◆ **ZIEL**
Kannst du bitte sagen, an welchen Tagen laut dem Artikel die Skizze zu Schumanns Konzertstück für vier Hörner entstand?

***** ARTIKEL *****

Eines der „Nebenprodukte“ dieser Phase ist das Konzertstück für vier Hörner und Orchester. An ihm zeigt sich besonders plastisch, wie Schumann arbeitet, wenn er im Rausch ist. Die Skizze des immerhin 20-minütigen Werkes, die den musikalischen Ablauf festlegt, fertigt er in nur drei Tagen (18. bis 20. Februar 1849). Bis zum 11. März ist die Instrumentierung fertig und bereits am 17. März bietet er es dem Verleger Simrock als etwas an, „was bis jetzt, glaube ich, nicht existiert“. In der Tat ist das Werk, das Schumann an anderer Stelle als „etwas ganz kurioses“ bezeichnet und für eines seiner besten hielt, ein Unikum. Das Horn war bis dato im Wesentlichen ein Orchesterinstrument, das sich gut mit den anderen Instrumenten mischte. Solowerke waren eine Rarität. Von den großen Meistern hatte nur Mozart ein Hornkonzert komponiert. Schumann schreibt nun aber nicht nur ein Konzertstück für dieses Orchesterinstrument, sondern sieht auch noch gleich vier Hörner als Soloinstrument vor. Damit führt er das Horn nicht nur als Chorinstrument in die Orchesterliteratur ein, sondern bricht auch eine Lanze für das Ventilhorn.

***** VORLIEGENDE EINTRÄGE *****

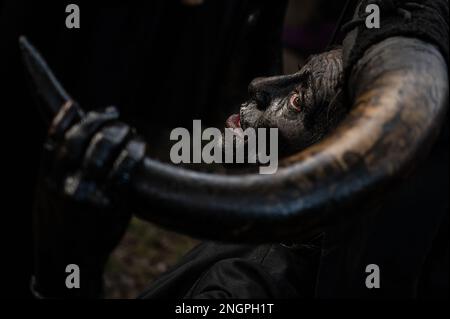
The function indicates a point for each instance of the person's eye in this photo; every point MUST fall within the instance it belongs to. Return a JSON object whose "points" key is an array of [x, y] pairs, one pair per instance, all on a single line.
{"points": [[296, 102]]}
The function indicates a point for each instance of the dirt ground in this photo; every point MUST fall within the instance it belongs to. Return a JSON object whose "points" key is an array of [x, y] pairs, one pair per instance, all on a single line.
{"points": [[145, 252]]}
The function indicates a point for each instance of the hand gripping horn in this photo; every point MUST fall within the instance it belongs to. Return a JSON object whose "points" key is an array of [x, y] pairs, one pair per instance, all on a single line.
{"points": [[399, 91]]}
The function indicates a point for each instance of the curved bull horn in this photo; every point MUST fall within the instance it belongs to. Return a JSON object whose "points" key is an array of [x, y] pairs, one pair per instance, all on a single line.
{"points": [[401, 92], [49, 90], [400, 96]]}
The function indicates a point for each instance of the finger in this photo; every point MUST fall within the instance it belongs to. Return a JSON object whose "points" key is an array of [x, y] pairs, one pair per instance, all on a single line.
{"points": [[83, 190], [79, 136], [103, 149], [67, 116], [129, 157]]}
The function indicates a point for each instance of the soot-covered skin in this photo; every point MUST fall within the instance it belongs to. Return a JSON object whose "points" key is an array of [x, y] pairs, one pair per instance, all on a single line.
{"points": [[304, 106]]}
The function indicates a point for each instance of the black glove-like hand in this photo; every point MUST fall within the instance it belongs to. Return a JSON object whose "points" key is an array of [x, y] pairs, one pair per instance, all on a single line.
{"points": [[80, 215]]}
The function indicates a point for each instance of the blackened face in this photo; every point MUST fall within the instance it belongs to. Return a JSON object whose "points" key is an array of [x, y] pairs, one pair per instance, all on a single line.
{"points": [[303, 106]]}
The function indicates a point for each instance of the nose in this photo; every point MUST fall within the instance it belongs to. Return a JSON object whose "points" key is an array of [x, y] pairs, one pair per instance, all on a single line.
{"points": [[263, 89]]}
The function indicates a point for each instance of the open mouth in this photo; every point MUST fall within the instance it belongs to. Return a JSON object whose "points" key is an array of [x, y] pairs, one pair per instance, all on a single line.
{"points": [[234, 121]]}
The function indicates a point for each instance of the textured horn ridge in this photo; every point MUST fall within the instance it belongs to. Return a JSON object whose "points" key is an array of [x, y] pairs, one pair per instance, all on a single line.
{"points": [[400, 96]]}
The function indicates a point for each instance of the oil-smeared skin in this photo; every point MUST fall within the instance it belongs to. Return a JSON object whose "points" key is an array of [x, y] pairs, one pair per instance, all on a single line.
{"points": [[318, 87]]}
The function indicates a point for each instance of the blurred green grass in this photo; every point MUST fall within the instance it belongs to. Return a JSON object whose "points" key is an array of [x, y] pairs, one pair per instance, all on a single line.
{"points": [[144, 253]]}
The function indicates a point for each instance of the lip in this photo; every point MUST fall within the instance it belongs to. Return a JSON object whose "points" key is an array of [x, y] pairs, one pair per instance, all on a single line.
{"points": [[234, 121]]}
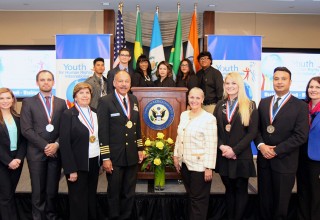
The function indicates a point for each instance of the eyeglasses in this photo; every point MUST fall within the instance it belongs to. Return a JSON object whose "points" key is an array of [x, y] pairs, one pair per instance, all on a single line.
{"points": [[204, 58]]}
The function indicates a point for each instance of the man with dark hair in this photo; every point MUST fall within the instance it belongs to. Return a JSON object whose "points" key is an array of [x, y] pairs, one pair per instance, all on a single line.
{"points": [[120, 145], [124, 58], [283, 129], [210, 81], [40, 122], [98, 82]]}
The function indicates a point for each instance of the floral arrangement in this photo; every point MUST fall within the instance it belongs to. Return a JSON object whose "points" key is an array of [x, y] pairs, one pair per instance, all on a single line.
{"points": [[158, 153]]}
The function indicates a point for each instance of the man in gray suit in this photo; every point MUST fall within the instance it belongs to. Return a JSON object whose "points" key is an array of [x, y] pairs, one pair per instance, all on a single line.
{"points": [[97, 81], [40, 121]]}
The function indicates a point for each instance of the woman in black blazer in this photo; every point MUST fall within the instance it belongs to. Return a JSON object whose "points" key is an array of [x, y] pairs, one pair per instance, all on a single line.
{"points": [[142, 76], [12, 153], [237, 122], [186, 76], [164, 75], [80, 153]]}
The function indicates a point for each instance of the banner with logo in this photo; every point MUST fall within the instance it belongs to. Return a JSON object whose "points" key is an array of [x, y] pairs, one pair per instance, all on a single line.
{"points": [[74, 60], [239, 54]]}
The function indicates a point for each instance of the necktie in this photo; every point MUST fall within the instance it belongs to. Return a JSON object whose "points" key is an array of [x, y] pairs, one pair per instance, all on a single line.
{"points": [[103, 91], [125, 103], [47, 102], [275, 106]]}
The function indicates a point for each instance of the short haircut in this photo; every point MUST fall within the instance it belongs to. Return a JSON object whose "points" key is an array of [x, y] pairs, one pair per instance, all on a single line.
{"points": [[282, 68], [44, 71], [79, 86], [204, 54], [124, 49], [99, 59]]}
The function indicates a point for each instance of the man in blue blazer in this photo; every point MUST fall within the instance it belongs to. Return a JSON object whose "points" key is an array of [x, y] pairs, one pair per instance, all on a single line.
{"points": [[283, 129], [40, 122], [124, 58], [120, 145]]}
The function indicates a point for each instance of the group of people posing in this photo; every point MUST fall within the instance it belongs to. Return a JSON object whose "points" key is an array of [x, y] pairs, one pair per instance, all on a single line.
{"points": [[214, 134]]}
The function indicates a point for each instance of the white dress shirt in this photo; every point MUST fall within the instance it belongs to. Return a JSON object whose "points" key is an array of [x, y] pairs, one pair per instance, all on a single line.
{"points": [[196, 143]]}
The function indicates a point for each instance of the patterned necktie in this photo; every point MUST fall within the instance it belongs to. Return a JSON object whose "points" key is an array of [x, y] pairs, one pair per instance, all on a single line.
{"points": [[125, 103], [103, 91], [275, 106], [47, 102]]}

*****
***** VORLIEGENDE EINTRÄGE *****

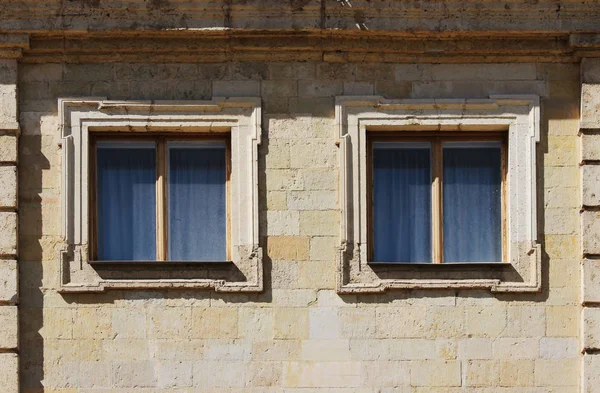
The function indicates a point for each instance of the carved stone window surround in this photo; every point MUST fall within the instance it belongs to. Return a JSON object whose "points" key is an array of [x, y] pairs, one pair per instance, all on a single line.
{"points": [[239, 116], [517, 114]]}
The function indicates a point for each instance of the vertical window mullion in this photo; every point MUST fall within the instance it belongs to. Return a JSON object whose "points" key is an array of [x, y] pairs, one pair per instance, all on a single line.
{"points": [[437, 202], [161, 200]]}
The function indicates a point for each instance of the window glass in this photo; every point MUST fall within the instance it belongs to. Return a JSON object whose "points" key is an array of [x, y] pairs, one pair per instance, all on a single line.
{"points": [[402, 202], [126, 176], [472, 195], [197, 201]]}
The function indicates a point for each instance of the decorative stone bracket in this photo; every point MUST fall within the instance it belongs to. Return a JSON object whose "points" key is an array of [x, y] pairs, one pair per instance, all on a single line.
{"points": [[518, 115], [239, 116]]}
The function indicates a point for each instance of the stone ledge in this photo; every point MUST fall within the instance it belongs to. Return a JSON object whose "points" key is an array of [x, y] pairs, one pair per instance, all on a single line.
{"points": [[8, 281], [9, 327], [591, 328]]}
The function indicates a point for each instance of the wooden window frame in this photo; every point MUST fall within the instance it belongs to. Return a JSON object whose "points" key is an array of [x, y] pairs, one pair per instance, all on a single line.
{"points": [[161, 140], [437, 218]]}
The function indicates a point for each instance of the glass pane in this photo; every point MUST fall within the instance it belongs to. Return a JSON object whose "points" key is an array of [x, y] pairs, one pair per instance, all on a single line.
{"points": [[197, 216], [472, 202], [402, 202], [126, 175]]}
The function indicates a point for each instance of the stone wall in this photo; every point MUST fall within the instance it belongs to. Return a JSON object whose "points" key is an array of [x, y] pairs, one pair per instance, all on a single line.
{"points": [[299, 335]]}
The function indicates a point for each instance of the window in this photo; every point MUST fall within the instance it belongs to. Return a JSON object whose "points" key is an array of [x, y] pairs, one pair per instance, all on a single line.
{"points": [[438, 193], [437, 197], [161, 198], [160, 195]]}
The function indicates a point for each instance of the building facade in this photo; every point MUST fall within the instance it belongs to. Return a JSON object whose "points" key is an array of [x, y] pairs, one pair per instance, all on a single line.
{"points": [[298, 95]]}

*****
***** VORLIEGENDE EINTRÄGE *****

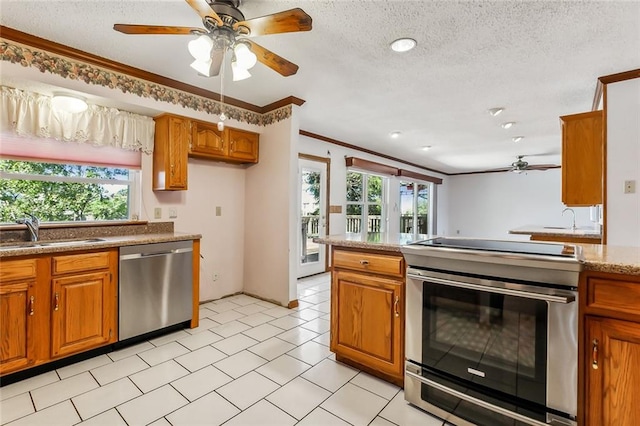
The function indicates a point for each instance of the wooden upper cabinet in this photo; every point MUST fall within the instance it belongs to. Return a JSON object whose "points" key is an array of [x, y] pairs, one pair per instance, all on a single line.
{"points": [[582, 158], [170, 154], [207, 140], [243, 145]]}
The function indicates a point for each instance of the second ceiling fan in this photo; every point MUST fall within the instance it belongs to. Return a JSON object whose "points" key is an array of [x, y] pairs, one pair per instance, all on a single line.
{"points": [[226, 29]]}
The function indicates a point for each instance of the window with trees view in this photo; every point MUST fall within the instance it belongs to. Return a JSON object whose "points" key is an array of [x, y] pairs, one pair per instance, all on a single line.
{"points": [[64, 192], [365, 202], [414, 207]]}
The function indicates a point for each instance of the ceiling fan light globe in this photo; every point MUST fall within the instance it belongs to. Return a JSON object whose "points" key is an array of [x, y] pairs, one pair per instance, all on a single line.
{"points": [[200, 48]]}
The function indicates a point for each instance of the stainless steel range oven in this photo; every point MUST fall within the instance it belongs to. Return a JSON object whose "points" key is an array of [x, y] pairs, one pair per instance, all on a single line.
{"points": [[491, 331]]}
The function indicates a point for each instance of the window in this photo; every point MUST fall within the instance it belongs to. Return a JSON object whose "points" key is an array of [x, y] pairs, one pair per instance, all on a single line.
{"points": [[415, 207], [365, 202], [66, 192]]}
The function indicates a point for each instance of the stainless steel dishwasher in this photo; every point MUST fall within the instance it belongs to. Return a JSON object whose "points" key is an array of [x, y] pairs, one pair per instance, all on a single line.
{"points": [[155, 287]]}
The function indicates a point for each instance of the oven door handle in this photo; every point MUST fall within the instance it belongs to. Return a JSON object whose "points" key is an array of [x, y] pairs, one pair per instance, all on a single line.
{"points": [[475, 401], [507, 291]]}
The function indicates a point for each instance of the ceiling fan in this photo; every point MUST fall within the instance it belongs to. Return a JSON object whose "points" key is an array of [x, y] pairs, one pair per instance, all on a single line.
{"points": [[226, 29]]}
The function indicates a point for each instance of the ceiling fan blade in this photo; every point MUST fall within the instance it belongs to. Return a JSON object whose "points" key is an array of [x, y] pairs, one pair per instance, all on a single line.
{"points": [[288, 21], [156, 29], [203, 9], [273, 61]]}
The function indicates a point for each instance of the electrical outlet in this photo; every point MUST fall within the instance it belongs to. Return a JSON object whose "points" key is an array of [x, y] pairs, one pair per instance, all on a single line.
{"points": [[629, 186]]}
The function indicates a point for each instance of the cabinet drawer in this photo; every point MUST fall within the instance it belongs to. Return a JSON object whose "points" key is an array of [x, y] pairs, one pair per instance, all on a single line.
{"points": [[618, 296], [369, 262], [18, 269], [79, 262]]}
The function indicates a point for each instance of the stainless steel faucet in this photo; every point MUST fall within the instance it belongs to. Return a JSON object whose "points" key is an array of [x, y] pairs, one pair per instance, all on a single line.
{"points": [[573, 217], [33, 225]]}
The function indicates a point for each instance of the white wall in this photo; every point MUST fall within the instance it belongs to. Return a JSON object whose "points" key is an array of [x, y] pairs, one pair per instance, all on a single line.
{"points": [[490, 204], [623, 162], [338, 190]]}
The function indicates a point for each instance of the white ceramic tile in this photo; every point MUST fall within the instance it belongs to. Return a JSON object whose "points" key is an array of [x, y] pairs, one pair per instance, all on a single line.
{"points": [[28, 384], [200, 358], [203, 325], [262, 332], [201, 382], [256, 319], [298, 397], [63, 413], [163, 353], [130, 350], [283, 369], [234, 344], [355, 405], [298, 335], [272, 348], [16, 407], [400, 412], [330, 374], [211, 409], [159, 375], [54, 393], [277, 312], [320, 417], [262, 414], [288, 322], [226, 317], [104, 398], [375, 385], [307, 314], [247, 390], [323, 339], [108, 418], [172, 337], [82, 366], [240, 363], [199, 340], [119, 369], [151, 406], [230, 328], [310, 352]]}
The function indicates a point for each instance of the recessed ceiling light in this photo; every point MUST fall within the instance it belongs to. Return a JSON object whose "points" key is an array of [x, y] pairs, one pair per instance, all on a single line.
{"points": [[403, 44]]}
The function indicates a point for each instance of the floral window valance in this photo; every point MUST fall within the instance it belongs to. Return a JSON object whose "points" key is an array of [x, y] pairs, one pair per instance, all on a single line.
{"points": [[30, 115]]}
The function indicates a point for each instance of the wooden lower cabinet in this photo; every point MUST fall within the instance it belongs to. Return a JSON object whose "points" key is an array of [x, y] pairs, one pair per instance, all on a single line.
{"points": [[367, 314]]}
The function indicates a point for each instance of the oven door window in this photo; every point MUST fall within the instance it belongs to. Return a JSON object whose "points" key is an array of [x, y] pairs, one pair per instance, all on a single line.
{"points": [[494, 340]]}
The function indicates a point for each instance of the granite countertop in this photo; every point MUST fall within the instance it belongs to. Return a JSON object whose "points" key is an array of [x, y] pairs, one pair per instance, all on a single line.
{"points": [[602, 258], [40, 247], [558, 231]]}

*****

◆ **ANTWORT**
Vom 18. bis 20. Februar 1849.